## Exercise requirements
Find the line that contains "[find] the white wall" in the entries below. Write out that line and all that follow it, unchanged and alone.

## Data records

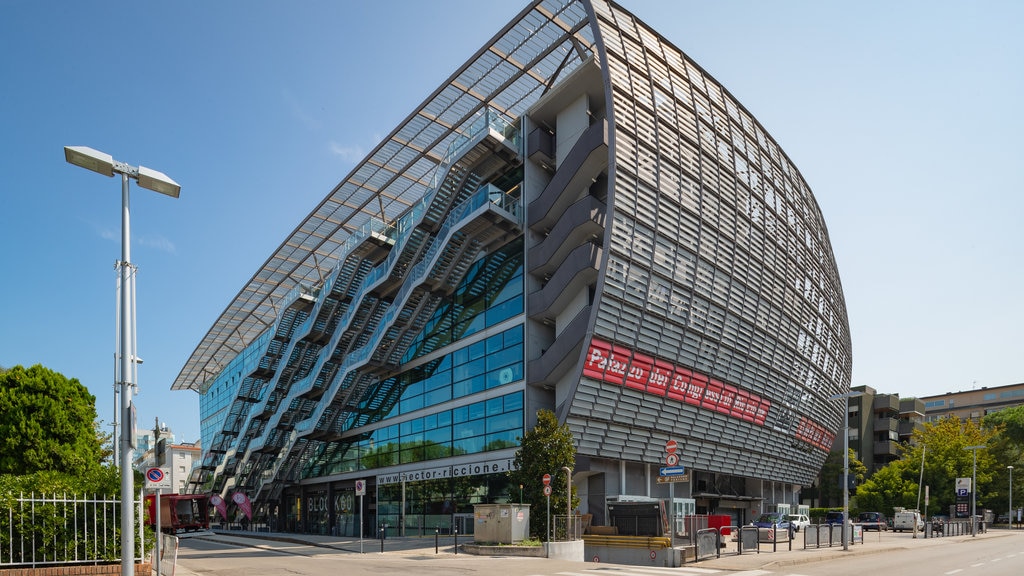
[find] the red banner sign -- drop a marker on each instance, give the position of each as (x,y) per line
(617,365)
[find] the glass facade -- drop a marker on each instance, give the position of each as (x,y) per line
(581,219)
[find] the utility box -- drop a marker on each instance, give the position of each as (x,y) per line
(501,524)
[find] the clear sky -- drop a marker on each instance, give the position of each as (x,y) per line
(904,118)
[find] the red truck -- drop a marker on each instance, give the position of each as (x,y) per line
(178,512)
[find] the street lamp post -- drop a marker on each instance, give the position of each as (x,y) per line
(568,499)
(125,368)
(1010,517)
(846,461)
(974,489)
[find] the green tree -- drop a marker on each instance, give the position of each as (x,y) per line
(46,423)
(830,479)
(943,446)
(890,487)
(545,449)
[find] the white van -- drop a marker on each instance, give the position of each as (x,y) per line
(908,520)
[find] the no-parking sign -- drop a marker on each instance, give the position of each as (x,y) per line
(157,479)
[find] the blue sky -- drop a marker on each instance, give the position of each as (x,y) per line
(903,117)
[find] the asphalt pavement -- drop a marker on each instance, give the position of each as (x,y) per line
(767,559)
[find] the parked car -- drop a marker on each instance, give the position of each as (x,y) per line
(872,521)
(908,520)
(834,518)
(799,521)
(773,520)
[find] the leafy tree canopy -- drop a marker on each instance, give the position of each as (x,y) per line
(943,446)
(830,479)
(47,422)
(545,449)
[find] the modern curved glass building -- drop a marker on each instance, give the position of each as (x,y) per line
(579,219)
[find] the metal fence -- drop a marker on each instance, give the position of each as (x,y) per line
(48,530)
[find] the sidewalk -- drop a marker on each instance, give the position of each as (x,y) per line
(873,542)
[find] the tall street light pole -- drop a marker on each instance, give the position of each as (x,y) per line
(1010,518)
(846,461)
(125,367)
(568,498)
(974,488)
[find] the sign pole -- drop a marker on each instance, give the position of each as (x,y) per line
(158,529)
(360,491)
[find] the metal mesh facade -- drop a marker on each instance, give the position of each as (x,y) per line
(679,282)
(718,259)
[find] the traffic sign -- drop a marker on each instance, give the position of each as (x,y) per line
(157,478)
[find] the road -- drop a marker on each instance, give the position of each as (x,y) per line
(1001,556)
(988,557)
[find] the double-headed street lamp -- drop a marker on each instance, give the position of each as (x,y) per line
(846,461)
(1010,519)
(974,488)
(157,181)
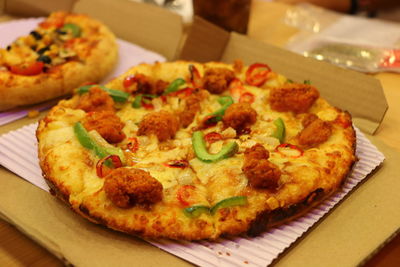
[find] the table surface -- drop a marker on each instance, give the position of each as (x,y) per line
(266,24)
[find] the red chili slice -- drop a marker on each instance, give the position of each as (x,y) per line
(236,88)
(32,69)
(212,137)
(195,76)
(128,81)
(133,144)
(247,97)
(177,164)
(257,74)
(300,152)
(103,170)
(186,91)
(184,193)
(147,105)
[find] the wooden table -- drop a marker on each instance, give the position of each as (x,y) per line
(266,25)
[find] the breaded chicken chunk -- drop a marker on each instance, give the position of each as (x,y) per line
(107,124)
(163,124)
(96,100)
(293,97)
(239,116)
(217,80)
(259,170)
(315,133)
(127,187)
(192,106)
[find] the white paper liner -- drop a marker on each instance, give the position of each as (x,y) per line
(18,153)
(129,55)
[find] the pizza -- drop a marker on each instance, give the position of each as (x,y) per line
(64,51)
(192,151)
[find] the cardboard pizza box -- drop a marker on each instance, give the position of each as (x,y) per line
(351,232)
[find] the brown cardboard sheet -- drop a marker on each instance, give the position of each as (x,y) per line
(355,228)
(348,234)
(358,93)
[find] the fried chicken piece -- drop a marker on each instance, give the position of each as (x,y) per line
(259,170)
(217,80)
(256,152)
(96,100)
(162,123)
(315,133)
(239,116)
(107,124)
(145,85)
(192,106)
(293,97)
(127,187)
(308,119)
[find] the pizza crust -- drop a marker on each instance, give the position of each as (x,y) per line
(100,58)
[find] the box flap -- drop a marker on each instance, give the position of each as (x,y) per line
(357,93)
(149,26)
(37,8)
(205,42)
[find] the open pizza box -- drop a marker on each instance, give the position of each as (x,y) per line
(352,231)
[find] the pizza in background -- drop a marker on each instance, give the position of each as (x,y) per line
(64,51)
(194,151)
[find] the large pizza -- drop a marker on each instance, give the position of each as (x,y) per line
(193,151)
(64,51)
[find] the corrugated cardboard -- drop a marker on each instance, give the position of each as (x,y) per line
(349,234)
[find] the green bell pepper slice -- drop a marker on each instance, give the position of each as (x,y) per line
(174,86)
(200,149)
(86,141)
(229,202)
(225,102)
(73,28)
(280,131)
(117,95)
(196,210)
(137,102)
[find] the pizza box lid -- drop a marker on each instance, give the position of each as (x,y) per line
(164,32)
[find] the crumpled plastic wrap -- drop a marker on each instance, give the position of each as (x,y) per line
(360,44)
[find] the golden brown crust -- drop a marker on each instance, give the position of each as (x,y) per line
(98,54)
(279,183)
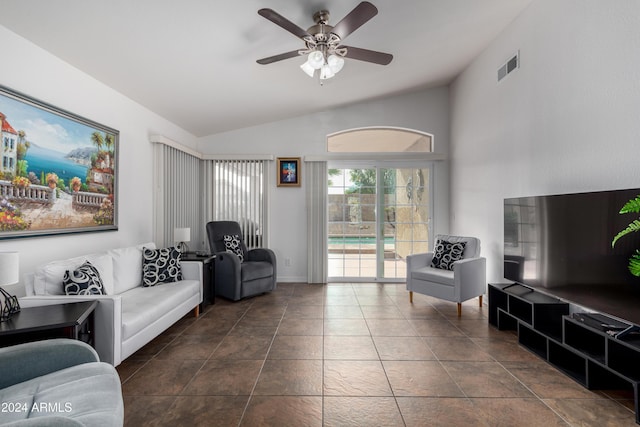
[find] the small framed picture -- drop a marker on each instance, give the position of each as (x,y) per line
(288,171)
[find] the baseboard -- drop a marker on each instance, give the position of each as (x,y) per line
(292,279)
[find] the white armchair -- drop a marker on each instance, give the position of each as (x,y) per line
(465,280)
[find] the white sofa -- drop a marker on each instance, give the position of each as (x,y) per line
(129,315)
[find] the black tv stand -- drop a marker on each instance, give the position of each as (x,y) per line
(596,350)
(630,330)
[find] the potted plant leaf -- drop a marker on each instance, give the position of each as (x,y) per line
(632,206)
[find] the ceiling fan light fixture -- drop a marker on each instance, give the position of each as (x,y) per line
(335,62)
(308,69)
(326,72)
(316,59)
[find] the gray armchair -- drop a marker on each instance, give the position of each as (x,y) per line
(58,382)
(466,279)
(238,278)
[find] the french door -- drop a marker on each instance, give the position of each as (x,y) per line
(377,215)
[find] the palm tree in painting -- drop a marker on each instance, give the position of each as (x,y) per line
(97,139)
(109,141)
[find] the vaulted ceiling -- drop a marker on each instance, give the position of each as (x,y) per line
(194,61)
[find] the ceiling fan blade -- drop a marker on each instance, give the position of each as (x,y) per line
(355,19)
(283,22)
(276,58)
(368,55)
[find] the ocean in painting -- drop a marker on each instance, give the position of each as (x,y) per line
(44,160)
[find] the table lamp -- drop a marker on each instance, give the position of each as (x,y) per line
(181,236)
(9,275)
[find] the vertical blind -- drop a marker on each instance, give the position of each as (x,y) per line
(316,177)
(178,196)
(235,191)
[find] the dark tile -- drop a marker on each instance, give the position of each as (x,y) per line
(225,378)
(283,411)
(203,410)
(381,312)
(390,328)
(456,348)
(435,328)
(130,366)
(296,311)
(210,326)
(355,378)
(239,347)
(583,412)
(547,382)
(191,347)
(162,377)
(293,326)
(274,311)
(338,300)
(343,312)
(349,348)
(361,411)
(146,410)
(256,326)
(441,411)
(345,327)
(290,377)
(485,379)
(403,348)
(420,378)
(155,345)
(296,347)
(518,412)
(374,300)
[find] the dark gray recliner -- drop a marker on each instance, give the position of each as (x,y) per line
(235,279)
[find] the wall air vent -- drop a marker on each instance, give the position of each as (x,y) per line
(511,65)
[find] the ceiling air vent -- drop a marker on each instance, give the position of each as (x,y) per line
(511,65)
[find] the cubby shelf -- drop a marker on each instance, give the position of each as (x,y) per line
(587,347)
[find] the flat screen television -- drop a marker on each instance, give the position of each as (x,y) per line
(562,244)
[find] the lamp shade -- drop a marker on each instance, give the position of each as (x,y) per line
(9,268)
(182,235)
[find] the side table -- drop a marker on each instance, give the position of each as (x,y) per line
(70,320)
(208,281)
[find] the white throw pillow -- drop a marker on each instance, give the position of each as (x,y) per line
(49,277)
(127,267)
(104,264)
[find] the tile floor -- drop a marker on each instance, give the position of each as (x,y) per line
(352,355)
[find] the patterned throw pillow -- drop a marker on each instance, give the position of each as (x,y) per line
(84,280)
(232,245)
(161,266)
(446,253)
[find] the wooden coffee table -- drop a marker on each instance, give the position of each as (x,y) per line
(70,320)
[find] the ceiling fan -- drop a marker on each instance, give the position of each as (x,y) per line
(323,42)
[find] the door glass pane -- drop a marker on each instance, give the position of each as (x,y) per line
(406,219)
(352,223)
(374,226)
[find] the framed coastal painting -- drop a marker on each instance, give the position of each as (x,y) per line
(288,171)
(58,171)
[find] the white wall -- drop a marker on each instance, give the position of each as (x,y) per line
(306,135)
(566,121)
(34,72)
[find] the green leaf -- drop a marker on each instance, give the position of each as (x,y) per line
(631,206)
(634,264)
(634,226)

## Exercise result
[find] the white wall -- drop a marker on each instance, give the position of each as (x,y) per line
(306,135)
(566,121)
(34,72)
[find] the green leaf -- drop a marker on each instance, give the position of each as (x,y) per line
(631,206)
(634,264)
(634,226)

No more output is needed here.